▶ Data shown:
__________________________________________________

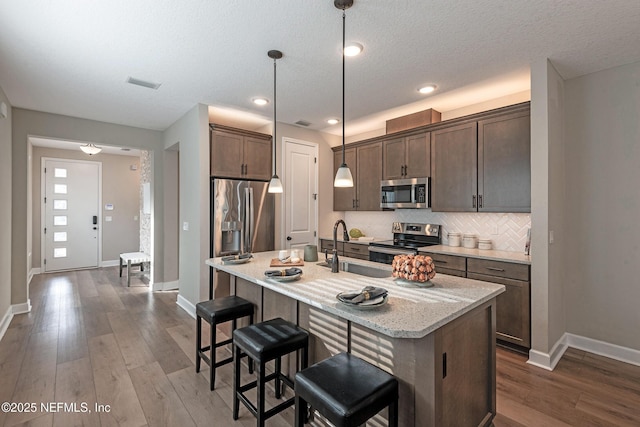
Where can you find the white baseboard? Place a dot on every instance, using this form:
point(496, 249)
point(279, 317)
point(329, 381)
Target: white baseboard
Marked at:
point(613, 351)
point(165, 286)
point(602, 348)
point(549, 360)
point(4, 323)
point(11, 311)
point(187, 306)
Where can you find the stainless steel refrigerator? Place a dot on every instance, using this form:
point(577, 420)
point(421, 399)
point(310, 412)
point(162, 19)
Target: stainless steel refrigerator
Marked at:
point(242, 219)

__________________________________________________

▶ Requirements: Return all the lines of the items above word for word, omitting the pictures.

▶ Output of the task:
Where can you find the white baseboard? Place a dot on every instance, using this form:
point(496, 249)
point(279, 317)
point(329, 381)
Target: white baseboard
Marked at:
point(613, 351)
point(165, 286)
point(602, 348)
point(549, 360)
point(4, 323)
point(11, 311)
point(187, 306)
Where can you find the stainless steel refrigerator? Place a dot on every instance, using this form:
point(577, 420)
point(421, 399)
point(310, 412)
point(162, 19)
Target: stainless steel refrigerator
Marked at:
point(242, 219)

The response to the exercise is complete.